Al loro interno c’è un’atmosfera “ovattata” e ogni sensazione che si prova, finanche l’odore, denuncia il corrompersi di qualsiasi fermento vitale. Gli sguardi delle ricoverate sono coperti da una patina opaca e sono rassegnati al vuoto. Le loro parole rimbalzano come echi atoni di un discorso interrotto e soffocato. Vi è poi una quiete strana, non naturale, che isola i rumori e li fa rimbalzare nella testa. Rumori che sono soprattutto quelli delle chiavi delle porte che si aprono, che molto spesso sono cancelli con le sbarre…

Per quanto negli anni Settanta la situazione nei manicomi fosse migliorata rispetto al passato, questi “ospedali” erano ancora opprimenti, erano ancora strumenti di repressione più che di cura, dove ai malati veniva negata la propria soggettività e libertà. Erano dei lager abbelliti, ma sempre dei lager. Non c’erano più le celle e i letti con le cinghie di contenzione e le camicie di forza, non c’era più il reparto degli “agitati”, i degenti non dovevano più indossare le mortificanti divise del manicomio come dei carcerati. All’interno degli ospedali psichiatrici erano comparsi i bar, ogni tanto si faceva qualche festa con musiche e balli e nei manicomi femminili c’erano anche i caschi per la messa impiega…
E poi c’era il famoso “articolo 4”, che consentiva ai pazienti giudicati “idonei” di uscire ogni tanto, per dei periodi, dall’ospedale, sempre con l’obbligo, però, di farvi ritorno.

Nonostante i miglioramenti, l’ospedale psichiatrico non aveva cessato la sua funzione “segregativa”, di isolamento del malato mentale dalla società, negandogli la possibilità di vivere una vita piena e libera. Si faceva ancora uso abbondante dell’elettroshock, si ricorreva ai bagni freddi e alla terapia con psicofarmaci che toglievano ogni vitalità ai malati, riducendoli a degli automi.

• [COSA FARE]:
a - Nel brano sui manicomi, che cosa consentiva il cosiddetto "articolo 4" ai pazienti giudicati "idonei"?
b - Trascrivi il tratto del brano sui manicomi che va da "Per quanto negli" fino a "di farvi ritorno.".
c - Prosegui il brano sui manicomi a partire dalla sua ultima frase.

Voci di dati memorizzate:
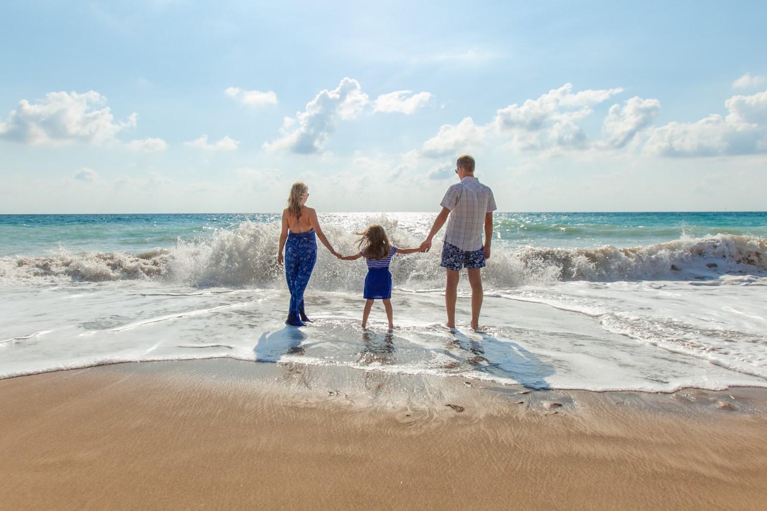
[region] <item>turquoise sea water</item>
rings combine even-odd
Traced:
[[[328,213],[321,219],[353,231],[371,218],[385,217],[418,236],[428,231],[434,215]],[[4,215],[0,215],[0,256],[42,255],[60,247],[72,252],[141,253],[170,248],[179,240],[202,240],[216,230],[236,229],[245,221],[278,221],[278,214]],[[767,237],[767,211],[496,213],[495,221],[496,239],[510,248],[629,247],[720,234]]]
[[[417,247],[435,216],[320,220],[348,254],[374,222]],[[392,261],[393,332],[380,304],[362,331],[365,264],[321,246],[315,321],[286,328],[279,234],[274,214],[0,216],[0,378],[227,357],[535,388],[767,386],[767,212],[496,213],[480,333],[465,276],[460,332],[442,326],[439,234]]]

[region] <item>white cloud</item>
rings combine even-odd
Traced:
[[[233,151],[239,146],[239,141],[235,140],[227,135],[215,144],[209,144],[208,136],[203,135],[196,140],[185,142],[184,146],[187,147],[199,147],[207,151]]]
[[[572,84],[565,84],[537,100],[499,110],[493,125],[499,132],[511,134],[520,149],[583,147],[586,134],[578,123],[594,113],[593,106],[622,91],[617,87],[574,93]]]
[[[751,73],[746,73],[732,82],[733,89],[751,89],[757,87],[767,82],[767,78],[761,76],[752,76]]]
[[[0,123],[0,138],[31,146],[62,146],[74,141],[100,145],[115,135],[136,126],[137,113],[115,122],[108,106],[100,110],[107,98],[95,90],[82,94],[51,92],[39,103],[18,102],[8,119]]]
[[[638,96],[627,100],[623,107],[613,105],[602,125],[601,146],[614,149],[624,147],[640,132],[650,126],[660,110],[660,101],[643,100]]]
[[[435,136],[423,142],[421,154],[434,157],[468,152],[483,145],[486,134],[487,128],[477,126],[471,117],[466,117],[456,126],[441,126]]]
[[[168,148],[168,144],[163,139],[143,139],[139,140],[131,140],[125,144],[125,146],[131,151],[143,151],[144,152],[156,152],[164,151]]]
[[[412,90],[396,90],[388,94],[382,94],[376,98],[373,110],[375,112],[401,112],[410,115],[419,108],[425,106],[431,99],[431,93],[428,92],[420,92],[407,97],[411,93]]]
[[[696,123],[669,123],[655,128],[645,146],[649,154],[713,156],[767,152],[767,90],[733,96],[726,116],[712,114]]]
[[[262,92],[260,90],[245,90],[239,87],[230,87],[224,90],[224,93],[248,106],[277,104],[277,94],[273,90]]]
[[[325,142],[335,131],[337,118],[354,119],[368,103],[359,82],[344,78],[334,90],[323,90],[306,104],[304,112],[295,118],[286,117],[280,131],[282,138],[264,142],[269,150],[287,149],[299,154],[322,151]]]
[[[733,96],[724,103],[733,123],[767,124],[767,90],[751,96]]]
[[[98,172],[97,172],[93,169],[89,169],[88,167],[83,167],[77,172],[74,172],[74,179],[78,179],[80,181],[85,181],[87,182],[91,182],[98,179]]]

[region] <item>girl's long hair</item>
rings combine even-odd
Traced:
[[[301,217],[301,199],[309,191],[309,187],[297,181],[290,187],[290,195],[288,195],[288,211],[298,220]]]
[[[391,244],[386,231],[378,224],[368,225],[362,232],[357,233],[361,236],[357,241],[360,252],[367,259],[383,259],[389,256],[391,251]]]

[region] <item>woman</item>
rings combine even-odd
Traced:
[[[331,254],[338,257],[320,228],[317,211],[305,205],[308,198],[308,186],[301,182],[293,183],[288,197],[288,207],[282,211],[282,232],[277,254],[277,262],[285,265],[285,277],[290,290],[290,309],[285,323],[294,326],[303,326],[304,321],[311,321],[304,311],[304,291],[317,262],[315,234]],[[283,248],[285,248],[284,259]]]

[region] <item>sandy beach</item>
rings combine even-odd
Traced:
[[[354,390],[356,389],[356,390]],[[759,509],[767,391],[234,360],[0,381],[4,509]]]

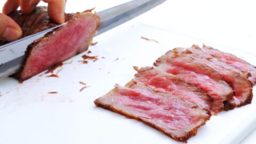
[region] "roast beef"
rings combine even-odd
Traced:
[[[207,110],[143,85],[116,85],[94,101],[99,107],[141,121],[176,140],[186,141],[210,117]]]
[[[223,102],[234,95],[233,89],[213,69],[197,62],[186,54],[172,51],[159,58],[154,65],[193,84],[213,98],[211,110],[217,114],[224,109]]]
[[[218,71],[223,79],[233,89],[235,95],[228,100],[225,105],[225,110],[234,109],[250,103],[252,99],[252,85],[239,70],[228,64],[204,52],[197,46],[190,48],[176,48],[173,50],[176,53],[185,53],[189,55],[199,62],[205,64]]]
[[[225,53],[210,46],[204,46],[202,50],[211,54],[223,62],[234,66],[242,71],[251,74],[251,76],[249,77],[249,81],[253,85],[256,84],[256,67],[255,66],[231,53]]]
[[[151,87],[155,91],[179,97],[203,108],[211,110],[212,98],[180,78],[154,67],[141,68],[137,69],[137,71],[133,80],[136,83]]]
[[[51,21],[44,7],[36,7],[32,13],[9,14],[28,36],[57,25]],[[21,82],[87,49],[100,25],[100,19],[90,11],[65,14],[68,23],[29,45],[26,58],[15,77]]]

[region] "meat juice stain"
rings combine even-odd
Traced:
[[[80,89],[79,90],[79,92],[82,92],[83,90],[84,90],[85,89],[88,87],[90,87],[91,86],[87,86],[86,85],[86,84],[83,82],[79,82],[79,83],[81,84],[82,84],[83,85],[84,85],[83,87],[81,88],[81,89]]]
[[[98,42],[95,42],[95,43],[92,43],[91,44],[91,45],[96,45],[97,44],[98,44]]]
[[[158,41],[156,41],[156,40],[153,39],[149,39],[149,38],[147,38],[147,37],[143,37],[143,36],[141,37],[141,39],[145,39],[145,40],[146,40],[146,41],[154,41],[154,42],[156,42],[156,43],[159,43]]]
[[[50,94],[57,94],[57,93],[58,93],[58,92],[49,92],[48,93],[50,93]]]

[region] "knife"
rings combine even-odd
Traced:
[[[98,13],[101,24],[97,35],[117,27],[162,4],[166,0],[134,0]],[[47,33],[67,22],[0,46],[0,78],[17,72],[28,45]]]

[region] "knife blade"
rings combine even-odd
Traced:
[[[163,3],[166,0],[134,0],[98,13],[101,24],[97,35],[101,34]],[[0,78],[17,72],[25,58],[27,46],[46,33],[67,22],[0,46]],[[95,36],[96,36],[95,35]]]

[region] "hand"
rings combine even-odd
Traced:
[[[66,0],[43,0],[48,3],[48,15],[51,20],[57,23],[65,21],[64,12]],[[7,0],[3,8],[3,13],[7,14],[13,11],[20,6],[22,13],[31,12],[40,0]],[[8,16],[0,13],[0,39],[13,41],[21,37],[22,31],[14,21]]]

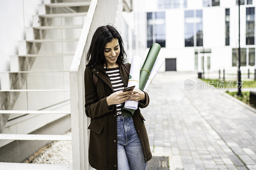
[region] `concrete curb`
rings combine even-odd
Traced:
[[[202,81],[203,82],[204,82],[205,83],[206,83],[206,82],[202,80],[201,80],[200,78],[197,78],[199,80],[200,80],[201,81]],[[246,108],[247,108],[247,109],[249,109],[249,110],[251,110],[252,112],[254,112],[254,113],[256,114],[256,109],[255,109],[254,108],[252,107],[251,106],[248,105],[247,104],[246,104],[245,103],[244,103],[244,102],[242,102],[242,101],[240,100],[239,100],[238,99],[236,99],[235,97],[234,97],[232,96],[231,96],[231,95],[229,95],[227,93],[226,93],[226,92],[224,92],[223,90],[220,90],[217,89],[216,87],[214,87],[213,85],[211,85],[211,86],[213,86],[213,89],[214,90],[217,90],[217,91],[218,91],[219,92],[220,92],[220,93],[221,93],[221,94],[222,94],[222,95],[225,96],[227,97],[228,97],[228,98],[229,98],[229,99],[232,99],[233,101],[236,102],[237,103],[239,103],[239,104],[240,104],[241,105],[243,106],[244,106],[244,107],[246,107]]]

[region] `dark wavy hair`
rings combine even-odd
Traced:
[[[86,60],[88,63],[86,66],[91,67],[105,63],[107,68],[108,63],[104,53],[104,48],[106,44],[111,42],[114,38],[118,39],[120,48],[120,52],[117,61],[119,61],[121,60],[122,62],[126,59],[127,55],[124,51],[121,36],[115,27],[108,25],[98,27],[93,33],[87,52]]]

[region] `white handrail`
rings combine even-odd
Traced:
[[[90,122],[85,113],[84,72],[86,53],[99,26],[116,21],[119,0],[92,0],[69,71],[73,169],[89,169]],[[111,9],[111,10],[109,10]]]

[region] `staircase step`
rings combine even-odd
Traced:
[[[56,17],[79,17],[86,16],[87,12],[76,12],[75,13],[65,13],[62,14],[50,14],[39,15],[39,17],[44,18],[53,18]]]
[[[24,140],[69,140],[71,135],[37,135],[0,134],[0,139]]]
[[[11,55],[10,56],[19,57],[54,57],[59,56],[74,56],[75,53],[71,54],[25,54],[22,55]]]
[[[23,90],[23,89],[12,89],[12,90],[0,90],[0,92],[59,92],[63,91],[70,91],[69,89],[33,89],[33,90]]]
[[[79,40],[79,38],[70,38],[68,39],[38,39],[36,40],[25,40],[25,41],[27,42],[48,42],[61,41],[78,41],[78,40]]]
[[[52,3],[51,4],[44,4],[45,5],[55,8],[56,7],[64,7],[67,6],[89,6],[91,4],[90,1],[85,2],[62,2],[60,3]]]
[[[70,114],[67,110],[0,110],[0,114]]]
[[[34,26],[33,28],[40,30],[49,30],[53,29],[69,29],[71,28],[82,28],[84,25],[74,25],[73,26]]]
[[[12,170],[13,169],[36,169],[43,170],[60,170],[68,169],[72,170],[72,165],[56,164],[27,164],[25,163],[14,163],[12,162],[0,162],[0,167],[2,169]]]
[[[44,72],[69,72],[69,70],[56,70],[56,71],[1,71],[0,73],[44,73]]]

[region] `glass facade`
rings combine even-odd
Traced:
[[[229,9],[226,9],[226,40],[225,45],[229,45]]]
[[[255,65],[255,48],[249,48],[249,64],[250,66]]]
[[[207,56],[207,69],[211,69],[211,58],[210,56]]]
[[[252,5],[252,0],[247,0],[247,5]]]
[[[197,50],[195,50],[195,70],[198,70],[198,52]]]
[[[254,7],[246,8],[246,45],[254,44]]]
[[[238,5],[238,3],[239,3],[239,0],[236,0],[236,4]],[[240,4],[244,5],[244,0],[240,0]]]
[[[196,24],[196,46],[203,46],[203,10],[197,10]]]
[[[152,43],[165,47],[165,12],[147,12],[147,47]]]
[[[203,0],[203,6],[210,6],[209,0]]]
[[[219,6],[220,0],[212,0],[212,6]]]
[[[184,16],[185,47],[202,46],[203,11],[185,11]]]
[[[185,11],[185,47],[194,46],[194,11]]]
[[[183,0],[183,7],[184,7],[184,8],[187,8],[187,0]]]
[[[132,33],[132,49],[135,49],[136,48],[136,41],[135,35]]]
[[[232,66],[237,66],[236,63],[238,57],[238,48],[232,49]],[[246,48],[240,48],[241,58],[241,66],[246,66]]]
[[[158,0],[157,4],[159,9],[187,8],[187,0]]]
[[[203,0],[203,6],[220,6],[220,0]]]

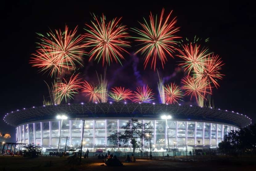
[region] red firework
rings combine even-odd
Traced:
[[[172,11],[165,20],[163,17],[164,10],[163,9],[158,23],[157,17],[155,18],[151,12],[149,24],[144,19],[144,23],[140,23],[142,29],[132,28],[139,35],[139,37],[134,38],[136,39],[135,41],[141,42],[143,46],[135,54],[140,52],[145,55],[144,68],[151,61],[151,68],[153,67],[155,70],[158,59],[160,61],[163,68],[164,64],[167,61],[167,56],[173,58],[172,53],[176,49],[174,46],[176,44],[175,40],[181,38],[174,35],[179,31],[179,27],[175,26],[177,22],[176,17],[172,20],[170,19]]]
[[[165,86],[164,95],[166,103],[174,104],[178,103],[178,100],[182,100],[183,93],[179,86],[172,83]]]
[[[122,100],[131,100],[132,92],[130,89],[125,89],[124,87],[115,87],[112,88],[109,93],[109,97],[117,102]]]
[[[39,68],[40,71],[44,73],[49,71],[52,77],[54,74],[60,74],[65,70],[72,69],[65,59],[56,54],[48,54],[47,50],[42,49],[37,51],[37,53],[33,55],[34,57],[31,58],[30,62],[32,64],[32,66]]]
[[[198,70],[196,72],[196,75],[197,78],[201,79],[206,78],[209,84],[213,83],[214,86],[217,88],[220,86],[217,82],[217,79],[221,80],[225,75],[221,74],[221,67],[224,65],[218,55],[213,54],[209,55],[205,61],[204,67],[202,70]],[[210,87],[210,90],[212,89]]]
[[[185,95],[191,96],[191,100],[194,97],[197,101],[199,97],[205,98],[206,94],[211,94],[209,91],[210,86],[205,79],[196,78],[188,75],[181,80],[181,82],[184,84],[181,88],[185,91]]]
[[[86,46],[82,43],[84,37],[80,35],[76,36],[77,26],[73,31],[69,30],[68,26],[65,27],[65,31],[62,32],[55,30],[55,33],[51,30],[47,33],[47,36],[41,34],[42,41],[39,43],[40,47],[37,50],[42,54],[57,57],[59,63],[65,64],[74,70],[76,63],[81,65],[82,56],[85,54],[84,49]],[[43,58],[43,55],[41,57]]]
[[[152,89],[147,85],[138,87],[134,92],[132,101],[135,103],[148,103],[154,99]]]
[[[83,83],[82,92],[85,93],[86,96],[89,97],[89,101],[93,102],[100,102],[101,91],[98,86],[93,86],[85,81]]]
[[[55,85],[54,92],[56,98],[60,99],[60,101],[65,99],[66,102],[67,98],[73,98],[75,94],[78,93],[79,89],[82,88],[81,79],[78,77],[78,74],[74,76],[73,75],[68,81],[63,78],[64,82],[56,82]]]
[[[201,70],[206,60],[206,57],[209,55],[207,49],[201,50],[200,46],[196,44],[193,46],[190,43],[189,46],[184,45],[183,50],[178,50],[180,54],[177,56],[184,60],[179,65],[184,68],[185,71],[188,71],[189,74],[192,70],[196,72]]]
[[[98,62],[101,60],[103,66],[105,62],[110,64],[113,60],[121,63],[119,58],[124,59],[122,52],[129,53],[123,47],[130,46],[126,40],[130,37],[126,32],[127,29],[119,23],[122,18],[115,18],[108,22],[103,14],[99,20],[94,15],[93,18],[93,26],[85,24],[89,29],[85,29],[88,32],[85,35],[86,45],[92,47],[89,61],[93,58]]]

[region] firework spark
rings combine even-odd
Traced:
[[[85,93],[86,96],[90,97],[89,101],[93,102],[99,102],[101,97],[101,91],[100,86],[93,86],[86,81],[83,83],[82,92]]]
[[[39,60],[40,59],[43,60],[46,64],[51,64],[53,58],[54,61],[56,60],[54,63],[57,62],[61,66],[59,66],[60,69],[63,67],[73,70],[76,63],[81,65],[82,56],[85,54],[84,51],[85,46],[82,43],[83,36],[75,36],[77,29],[77,26],[73,31],[69,31],[66,26],[64,32],[60,30],[55,30],[55,34],[51,30],[47,33],[47,36],[38,34],[41,37],[39,38],[42,42],[38,43],[40,47],[37,51],[38,54],[36,58]],[[47,59],[49,57],[47,62]],[[45,67],[49,65],[45,65]]]
[[[224,75],[221,74],[221,67],[224,65],[218,55],[213,54],[209,55],[205,62],[204,67],[202,70],[198,70],[196,73],[197,78],[203,79],[206,78],[209,83],[212,83],[217,88],[220,86],[217,82],[217,80],[221,80]],[[211,92],[212,89],[210,88]]]
[[[106,69],[105,70],[104,77],[102,78],[102,76],[101,75],[101,79],[97,73],[97,76],[99,80],[99,86],[101,89],[101,103],[106,103],[108,101],[108,81],[106,79]]]
[[[64,82],[61,81],[55,83],[55,93],[57,99],[59,98],[61,101],[65,99],[67,102],[67,99],[73,98],[75,94],[78,93],[79,90],[82,88],[81,79],[78,77],[78,74],[74,76],[73,75],[68,81],[63,78]]]
[[[154,93],[147,85],[138,87],[136,88],[132,101],[135,103],[148,103],[154,99]]]
[[[178,50],[180,54],[177,56],[185,60],[179,65],[184,68],[189,74],[192,70],[196,72],[201,70],[206,60],[206,57],[209,54],[207,49],[200,50],[200,46],[196,44],[193,46],[190,43],[189,45],[184,45],[183,50]]]
[[[159,75],[158,76],[159,77]],[[164,95],[164,86],[163,85],[163,82],[160,77],[159,77],[159,82],[157,83],[157,86],[158,89],[158,92],[159,93],[159,95],[160,95],[161,102],[162,103],[165,103],[165,96]]]
[[[158,58],[161,62],[163,68],[164,64],[167,61],[167,55],[173,58],[172,53],[175,49],[174,46],[176,44],[175,40],[181,38],[174,35],[179,31],[179,27],[176,27],[174,26],[177,22],[176,17],[172,20],[169,20],[172,11],[164,20],[163,16],[164,10],[164,9],[162,10],[158,23],[157,17],[155,19],[151,12],[149,25],[144,18],[144,23],[140,22],[142,27],[142,29],[132,29],[139,35],[140,37],[134,38],[136,39],[135,41],[141,43],[143,45],[135,53],[140,52],[145,55],[144,68],[151,61],[151,68],[154,68],[155,70]]]
[[[65,70],[72,69],[65,59],[56,54],[49,54],[47,50],[41,49],[33,55],[34,57],[31,58],[30,62],[32,64],[32,66],[40,68],[40,72],[44,73],[49,71],[52,77],[53,75],[61,74]]]
[[[164,87],[166,102],[169,104],[178,103],[178,101],[182,100],[183,93],[180,88],[174,83],[171,83]]]
[[[199,97],[204,98],[206,94],[211,93],[209,91],[210,86],[206,79],[187,76],[181,80],[181,82],[184,84],[182,89],[185,91],[185,95],[190,96],[191,99],[194,97],[198,101]]]
[[[103,14],[99,19],[93,14],[93,26],[85,24],[88,28],[85,29],[88,32],[85,35],[86,45],[92,47],[89,61],[95,58],[98,62],[102,60],[103,66],[105,62],[110,65],[113,60],[122,64],[120,59],[124,59],[122,53],[129,53],[124,47],[130,46],[125,40],[130,37],[126,32],[127,29],[119,23],[122,18],[115,18],[109,22]]]
[[[124,87],[115,87],[112,88],[109,93],[109,97],[115,101],[131,100],[132,92],[130,89],[124,89]]]

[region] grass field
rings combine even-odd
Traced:
[[[123,162],[124,158],[120,159]],[[135,163],[124,164],[122,167],[110,167],[103,164],[102,160],[82,159],[80,165],[68,163],[66,158],[42,157],[27,159],[23,157],[0,156],[0,170],[253,170],[256,168],[255,158],[241,158],[232,160],[186,161],[164,160],[141,160]]]

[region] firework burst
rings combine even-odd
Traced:
[[[154,99],[154,93],[147,85],[136,88],[132,101],[135,103],[148,103]]]
[[[89,101],[99,102],[101,97],[101,89],[99,86],[93,86],[86,81],[83,83],[82,92],[85,93],[86,96],[89,96]]]
[[[160,96],[161,102],[162,103],[165,103],[165,96],[164,95],[164,86],[163,85],[163,82],[162,79],[159,77],[159,75],[158,77],[159,78],[159,82],[157,83],[158,92]]]
[[[178,103],[178,101],[182,101],[183,96],[180,88],[172,83],[164,87],[164,93],[166,102],[169,104]]]
[[[74,70],[76,63],[81,65],[82,56],[85,54],[84,52],[85,46],[82,43],[84,36],[76,36],[77,29],[77,26],[72,31],[69,30],[66,26],[64,32],[60,30],[55,30],[55,33],[51,30],[47,33],[47,36],[38,34],[41,36],[39,38],[41,41],[38,43],[39,47],[37,51],[37,56],[35,56],[38,62],[43,60],[43,62],[47,64],[45,65],[44,67],[46,68],[50,65],[48,63],[52,63],[53,60],[55,61],[54,63],[59,66],[59,71],[62,71],[61,69],[63,68]],[[42,66],[40,66],[43,67]]]
[[[112,88],[109,95],[112,100],[117,102],[123,100],[131,100],[132,92],[130,89],[125,89],[124,87],[115,87]]]
[[[209,55],[205,61],[204,67],[196,72],[195,75],[201,79],[205,78],[210,84],[212,83],[216,88],[220,86],[217,80],[221,80],[224,75],[221,74],[221,67],[224,65],[218,55]],[[212,92],[212,89],[210,87]]]
[[[155,70],[158,58],[161,62],[163,68],[164,64],[167,61],[167,55],[173,58],[172,53],[175,49],[174,46],[176,44],[175,40],[181,38],[174,35],[179,30],[179,27],[176,27],[174,26],[177,22],[175,17],[172,20],[170,19],[172,11],[165,20],[163,18],[164,11],[164,9],[163,9],[158,23],[157,17],[154,18],[151,12],[149,24],[144,18],[145,23],[140,23],[142,26],[142,29],[132,29],[139,35],[139,37],[134,38],[143,46],[135,53],[140,52],[145,56],[144,68],[151,61],[151,68],[153,68]]]
[[[78,90],[82,87],[81,86],[81,79],[78,78],[78,74],[72,75],[69,80],[63,78],[64,82],[60,81],[54,85],[55,94],[56,98],[60,101],[65,99],[67,102],[67,99],[73,99],[75,94],[78,93]]]
[[[40,72],[45,73],[49,72],[50,75],[52,77],[62,73],[65,70],[72,69],[71,66],[65,59],[56,54],[49,54],[46,50],[41,49],[33,54],[30,63],[33,66],[37,67],[40,69]]]
[[[189,45],[184,45],[182,50],[178,50],[180,54],[177,56],[184,60],[179,65],[184,68],[185,71],[188,71],[189,74],[191,71],[196,72],[201,70],[206,61],[206,57],[209,54],[207,49],[201,50],[200,46],[190,43]]]
[[[103,14],[99,19],[93,14],[93,18],[92,26],[85,24],[88,28],[85,29],[88,32],[85,34],[86,45],[92,48],[89,61],[94,58],[98,62],[101,60],[103,66],[105,62],[110,65],[113,60],[122,64],[120,59],[124,59],[122,53],[128,53],[124,48],[130,46],[126,40],[130,37],[126,32],[127,29],[119,23],[122,18],[109,22]]]
[[[194,97],[198,101],[202,98],[205,98],[206,94],[211,94],[209,91],[210,86],[205,79],[187,76],[181,80],[181,82],[184,84],[182,89],[185,91],[185,95],[190,96],[191,99]]]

• [RISPOSTE NUMERATE]:
a - Di uscire ogni tanto dall'ospedale per dei periodi, con l'obbligo di farvi ritorno.

b -
Per quanto negli anni Settanta la situazione nei manicomi fosse migliorata rispetto al passato, questi “ospedali” erano ancora opprimenti, erano ancora strumenti di repressione più che di cura, dove ai malati veniva negata la propria soggettività e libertà. Erano dei lager abbelliti, ma sempre dei lager. Non c’erano più le celle e i letti con le cinghie di contenzione e le camicie di forza, non c’era più il reparto degli “agitati”, i degenti non dovevano più indossare le mortificanti divise del manicomio come dei carcerati. All’interno degli ospedali psichiatrici erano comparsi i bar, ogni tanto si faceva qualche festa con musiche e balli e nei manicomi femminili c’erano anche i caschi per la messa impiega…
E poi c’era il famoso “articolo 4”, che consentiva ai pazienti giudicati “idonei” di uscire ogni tanto, per dei periodi, dall’ospedale, sempre con l’obbligo, però, di farvi ritorno.

c -
Ancora negli anni Settanta, chi entrava in manicomio era praticamente condannato a non uscirci più (salvo casi molto rari) e più che curato, veniva “calmato”, “sedato”, osservato e studiato dai medici come una specie di cavia da laboratorio. Il suo comportamento era analizzato e stigmatizzato in delle “diagnosi” incolori, anonime e spersonalizzanti, che lo bollavano come delle sentenze inappellabili: “schizofrenico”, “oligofrenico”, “distimico”, “asociale”, “depresso”, “eccentrico”, “euforico”, “paranoico”, “mentalmente debole”, etc…

Nelle donne gli effetti della repressione erano ancora più evidenti che negli uomini: infatti le devastanti terapie farmacologiche distruggevano completamente la “femminilità” delle ricoverate, sformando i loro corpi, cancellando gli attributi stessi di quella femminilità.

Ecco, infatti, tralasciando le peculiarità di ciascuna, una breve descrizione delle donne incontrate dalla Morandini, che vale per la maggior parte di esse: “…i capelli arruffati o pettinati senza grazia, flanelle grezze stropicciate, visi lavati ad acqua e sapone o invece caricati di trucchi beffardi, calzini bianchi corti, l’insieme reso rigido e gonfio dalle cure e dai loro effetti volutamente immobilizzanti…”.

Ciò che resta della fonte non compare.